Document excerpt →
* Begin *

Yes. And at the same time, we parents have to forgive ourselves (and our children) for the natural initiations we experience as a family unit, where we learn who we are, explore space, define boundaries, etc. Spanking is one of the patterns passed down through many, many generations, and to me it feels almost instinctual (not to say that it’s right or wrong). There are no established rules, or roadmaps in parenting. This is a journey that requires inner guidance. It’s a Higher learning. You mention the idea of mirroring, and yes, this is a real gift I see in family life: Seeing the oneness of one’s “self” in others, and sharing the pains, the joys… all the while learning how to love each other, as we learn how to love ourselves.
Aho! And the family unit is a microcosm of our “Greater Family,” which is all of us. Harmony and Peace are sure to occur in the world when there is an honoring of others as our relations. We saw slivers of this in the Standing Rock Movement. Unfortunately, many of our family members were not quite ready to look in the mirror.
I really salute your thinking children is the main part in our family and we should always respect them so they will also respect you. In case of mine I'm youngest in my family. So, obviously my family members treated as a child. Thanx for sharing.....

* End *

Information provided →
* Begin *

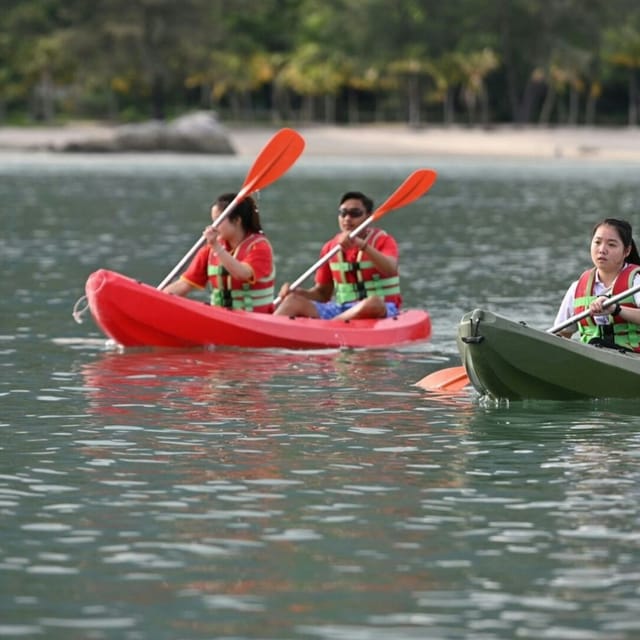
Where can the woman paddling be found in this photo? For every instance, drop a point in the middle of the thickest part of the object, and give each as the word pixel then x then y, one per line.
pixel 236 261
pixel 616 268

* End *

Set exercise A →
In the comments on parenting and family life, why is parenting described as "a journey that requires inner guidance"?
Set exercise B →
Update the part of the comments on parenting and family life that opens with the words containing "Aho! And the" and closes with "in the mirror.", replacing "slivers" with "glimpses".
Set exercise C →
Go on with the comments on parenting and family life from the point where they stop.

Task response A →
Parenting is called a journey that requires inner guidance because there are no established rules or roadmaps in parenting.

Task response B →
Aho! And the family unit is a microcosm of our “Greater Family,” which is all of us. Harmony and Peace are sure to occur in the world when there is an honoring of others as our relations. We saw glimpses of this in the Standing Rock Movement. Unfortunately, many of our family members were not quite ready to look in the mirror.

Task response C →
Very powerful! Children are our hope! How can we be so cruel and unthinking????
@sterlinluxan thanks for sharing very informative post have a good day ahead thankyou
Teachers also ill treat students using harsh words insulting them in the class. Thanks for sharing.
Yes, this is so true...
Thanks for this share. I would add spending quality time with your children lets them know you love them and they are valuable.
Children are little humans and I could not agree with you more. I have been emotionally harmed throughout my entire upbringing. I can't stop wondering how much more different I would be if that had never happened to me. Thank you for writing about this, it is super important!